**WHAT YOU NEED TO DO**
What the task requires is each entry, restated exactly.

======== TASK DATA

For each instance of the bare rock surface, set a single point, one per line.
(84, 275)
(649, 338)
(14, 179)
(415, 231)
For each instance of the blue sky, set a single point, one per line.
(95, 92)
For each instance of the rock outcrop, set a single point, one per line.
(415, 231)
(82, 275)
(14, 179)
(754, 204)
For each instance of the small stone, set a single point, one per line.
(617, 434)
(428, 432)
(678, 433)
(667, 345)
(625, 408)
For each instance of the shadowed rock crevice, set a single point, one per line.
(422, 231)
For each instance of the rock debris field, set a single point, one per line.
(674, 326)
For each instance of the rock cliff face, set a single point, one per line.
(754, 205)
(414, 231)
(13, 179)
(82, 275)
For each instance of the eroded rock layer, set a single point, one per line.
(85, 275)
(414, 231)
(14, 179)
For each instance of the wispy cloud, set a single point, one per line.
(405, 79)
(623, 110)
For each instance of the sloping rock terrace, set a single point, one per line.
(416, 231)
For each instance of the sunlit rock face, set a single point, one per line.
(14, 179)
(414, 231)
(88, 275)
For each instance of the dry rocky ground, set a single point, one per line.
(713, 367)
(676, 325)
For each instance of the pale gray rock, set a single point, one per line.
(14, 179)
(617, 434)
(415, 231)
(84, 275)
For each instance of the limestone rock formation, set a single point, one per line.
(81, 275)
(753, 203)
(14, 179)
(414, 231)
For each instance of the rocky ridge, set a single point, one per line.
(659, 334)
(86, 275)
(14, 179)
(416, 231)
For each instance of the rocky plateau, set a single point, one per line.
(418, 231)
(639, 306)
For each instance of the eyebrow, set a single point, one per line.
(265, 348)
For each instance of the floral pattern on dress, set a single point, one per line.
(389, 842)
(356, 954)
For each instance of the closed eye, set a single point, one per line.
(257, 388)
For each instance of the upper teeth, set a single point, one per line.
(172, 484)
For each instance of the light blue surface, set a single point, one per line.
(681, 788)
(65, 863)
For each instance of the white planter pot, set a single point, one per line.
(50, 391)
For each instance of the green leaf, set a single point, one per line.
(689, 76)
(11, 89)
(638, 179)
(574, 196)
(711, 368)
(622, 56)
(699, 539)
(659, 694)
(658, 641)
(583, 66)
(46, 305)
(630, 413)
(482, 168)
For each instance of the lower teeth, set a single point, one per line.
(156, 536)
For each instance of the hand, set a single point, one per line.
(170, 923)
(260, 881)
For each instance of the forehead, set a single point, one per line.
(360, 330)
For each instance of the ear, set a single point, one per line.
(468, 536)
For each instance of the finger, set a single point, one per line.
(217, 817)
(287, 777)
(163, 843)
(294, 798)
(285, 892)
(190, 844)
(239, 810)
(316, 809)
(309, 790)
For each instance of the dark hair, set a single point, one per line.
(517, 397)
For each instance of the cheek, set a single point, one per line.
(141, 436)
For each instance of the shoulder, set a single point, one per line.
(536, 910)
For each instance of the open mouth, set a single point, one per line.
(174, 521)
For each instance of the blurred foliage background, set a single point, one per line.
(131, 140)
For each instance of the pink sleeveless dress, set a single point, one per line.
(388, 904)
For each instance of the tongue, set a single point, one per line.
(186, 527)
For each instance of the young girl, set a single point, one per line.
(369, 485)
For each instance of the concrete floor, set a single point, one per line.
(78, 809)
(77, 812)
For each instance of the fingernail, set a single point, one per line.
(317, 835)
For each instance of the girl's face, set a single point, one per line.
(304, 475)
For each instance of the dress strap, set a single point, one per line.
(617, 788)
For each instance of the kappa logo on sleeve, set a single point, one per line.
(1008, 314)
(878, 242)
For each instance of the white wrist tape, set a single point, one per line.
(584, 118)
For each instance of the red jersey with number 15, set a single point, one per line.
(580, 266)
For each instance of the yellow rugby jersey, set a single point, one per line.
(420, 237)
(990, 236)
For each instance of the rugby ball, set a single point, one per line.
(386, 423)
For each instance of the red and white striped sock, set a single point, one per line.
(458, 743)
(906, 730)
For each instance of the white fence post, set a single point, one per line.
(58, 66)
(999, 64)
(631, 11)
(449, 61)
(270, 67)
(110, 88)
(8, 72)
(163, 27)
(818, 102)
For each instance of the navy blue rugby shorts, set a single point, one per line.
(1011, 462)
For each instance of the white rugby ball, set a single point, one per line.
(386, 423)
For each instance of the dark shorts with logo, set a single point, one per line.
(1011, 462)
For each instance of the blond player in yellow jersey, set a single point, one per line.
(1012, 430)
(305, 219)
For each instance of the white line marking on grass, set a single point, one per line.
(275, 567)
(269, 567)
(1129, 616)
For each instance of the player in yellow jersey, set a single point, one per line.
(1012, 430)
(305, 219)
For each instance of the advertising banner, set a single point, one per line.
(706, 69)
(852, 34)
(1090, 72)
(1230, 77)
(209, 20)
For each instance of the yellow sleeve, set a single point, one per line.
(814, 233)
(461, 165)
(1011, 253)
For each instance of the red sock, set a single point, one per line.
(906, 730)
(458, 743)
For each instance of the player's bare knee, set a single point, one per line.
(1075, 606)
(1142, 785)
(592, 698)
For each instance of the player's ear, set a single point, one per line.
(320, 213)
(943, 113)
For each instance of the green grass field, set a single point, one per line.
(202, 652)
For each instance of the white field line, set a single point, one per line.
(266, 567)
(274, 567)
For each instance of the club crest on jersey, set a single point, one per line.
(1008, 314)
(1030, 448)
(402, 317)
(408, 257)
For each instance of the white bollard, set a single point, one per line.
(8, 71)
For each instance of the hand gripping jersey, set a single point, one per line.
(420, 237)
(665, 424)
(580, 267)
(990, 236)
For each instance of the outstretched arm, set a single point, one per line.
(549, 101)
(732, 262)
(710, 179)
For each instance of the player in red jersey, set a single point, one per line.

================

**ANSWER**
For each instance of the bare rock surface, set a single point, one per line.
(84, 275)
(649, 338)
(14, 179)
(415, 231)
For each instance of the blue sky, set a single point, one per line.
(95, 92)
For each instance of the rock outcrop, set a single point, one per line.
(415, 231)
(82, 275)
(14, 179)
(754, 204)
For each instance of the small stone, set a single point, one per line.
(617, 434)
(428, 432)
(678, 433)
(667, 345)
(625, 408)
For each instance of the shadowed rock crevice, set a single point, one per line.
(422, 231)
For each instance of the rock debris field, set a single point, one per line.
(674, 326)
For each instance of the rock cliff face, set a single point, one per line.
(754, 205)
(414, 231)
(13, 179)
(82, 275)
For each instance of the eroded rock layer, set a single point, one per line.
(85, 275)
(414, 231)
(14, 179)
For each instance of the wispy cloud, set a single point, one per line.
(405, 79)
(623, 110)
For each instance of the sloping rock terrace, set a single point, one per line.
(416, 231)
For each instance of the sunlit rock face, set a single point, one per line.
(14, 179)
(414, 231)
(88, 275)
For each instance of the dry rocky ground, set a single point, one per line.
(713, 367)
(676, 325)
For each instance of the pale gray rock, set a single point, one per line.
(14, 179)
(617, 434)
(415, 231)
(84, 275)
For each instance of the limestone rock formation, set a single point, one per line.
(81, 275)
(753, 203)
(14, 179)
(414, 231)
For each instance of the rocky ridge, set a single point, one per line.
(659, 334)
(86, 275)
(14, 179)
(416, 231)
For each instance of the rocky plateau, set a single point, one per line.
(418, 231)
(639, 306)
For each instance of the eyebrow, set a single point, one per line.
(265, 348)
For each instance of the floral pattern on dress, set a single point, one per line.
(389, 842)
(356, 954)
For each instance of the closed eye, set a single point, one per line.
(257, 388)
For each instance of the upper teeth, set a single point, one per line.
(172, 484)
For each instance of the light blue surface, set a single point, one per line.
(681, 788)
(65, 863)
For each instance of the white planter pot, set a single point, one per line.
(50, 391)
For each instance of the green leaf, set a single point, one per line.
(689, 76)
(11, 89)
(638, 179)
(574, 196)
(711, 368)
(622, 56)
(699, 539)
(659, 694)
(658, 641)
(583, 66)
(46, 305)
(630, 413)
(482, 168)
For each instance of the lower teeth, set a single point, one per line.
(156, 536)
For each instance of the hand, set a single point, one per line.
(170, 923)
(260, 881)
For each instance of the forehead, set a single point, one per line.
(360, 330)
For each instance of the ear, set a single point, one per line.
(468, 536)
For each instance of the finger, set a single point, one per line.
(217, 817)
(287, 777)
(163, 843)
(294, 798)
(285, 892)
(190, 844)
(239, 810)
(316, 809)
(309, 790)
For each instance of the dark hair, set a single point, one per line.
(517, 397)
For each instance of the cheek, set a single point, one per line.
(141, 436)
For each instance of the shoulder, set a single point, one per line.
(536, 910)
For each instance of the open mouth, set a single point, one per line.
(174, 521)
For each instance of the blurred foliage background, set a single point, one per line.
(131, 140)
For each instance of the pink sleeveless dress, set a single point, one per line.
(388, 904)
For each instance of the tongue, set a single point, one per line.
(186, 527)
For each instance of the young girl, set a single point, one per line.
(369, 485)
For each instance of the concrete floor, set a single point, one per line.
(78, 809)
(77, 812)
For each instance of the fingernail, set a single point, one per line.
(317, 835)
For each instance of the girl's face, set a single point, one per line.
(304, 475)
For each instance of the dress strap, set a single point, one per line.
(617, 788)
For each instance of the kappa logo on sleeve, set a single point, one per line.
(1008, 314)
(878, 242)
For each instance of the white wrist tape, set a single point, one per line.
(584, 118)
For each instance of the red jersey with number 15, set a single point, one per line.
(580, 266)
For each instance of the yellow rugby jersey, set a single point, one per line.
(420, 237)
(990, 236)
For each instance of the rugby ball, set a single point, one per line.
(386, 423)
For each instance of the red and white striped sock, set a single point, one per line.
(458, 743)
(906, 730)
For each instance of the white fence post, set a single point, one per line.
(58, 66)
(999, 64)
(631, 11)
(449, 61)
(270, 67)
(110, 88)
(8, 72)
(163, 27)
(818, 102)
For each instance of the navy blue rugby shorts, set a single point, one per line.
(1011, 462)
For each instance of the white rugby ball, set a single point, one per line.
(386, 423)
For each instance of the dark shorts with logo, set a single point, one per line.
(1011, 462)
For each instance of the blond player in yellow jersey, set a single point, one per line.
(1012, 430)
(305, 219)
For each instance of the white line marking on grass, set a single point, one per line.
(275, 567)
(269, 567)
(1129, 616)
For each instance of the player in yellow jersey, set a single point, one per line.
(1012, 430)
(305, 219)
For each instance of the advertising banner, set a single point, one per line.
(706, 69)
(852, 34)
(1090, 72)
(1230, 77)
(209, 20)
For each instance of the yellow sleeve, set a single point, one per line.
(814, 233)
(461, 165)
(1011, 253)
For each instance of the red sock, set a single point, one per line.
(906, 730)
(458, 743)
For each instance of the player's bare knee, set a single point, one per line.
(1075, 606)
(1142, 785)
(592, 698)
For each instance of the player's ear, set a single point, one per line.
(320, 213)
(943, 113)
For each instance of the green grass field, set a single point, one per line.
(202, 652)
For each instance of the white field line, set a single point, one per line.
(266, 567)
(274, 567)
For each instance of the club crest on jersey, set a single point, one per line.
(1008, 314)
(1030, 448)
(402, 317)
(408, 257)
For each instance of the white bollard, set a single point, one per line.
(8, 71)
For each instance of the hand gripping jersey, set a single point, one per line.
(420, 237)
(665, 424)
(580, 267)
(990, 236)
For each instance of the outstretched arm, set a single point, one per line.
(549, 101)
(732, 262)
(710, 179)
For each instance of the player in red jersey, set a single point, one per line.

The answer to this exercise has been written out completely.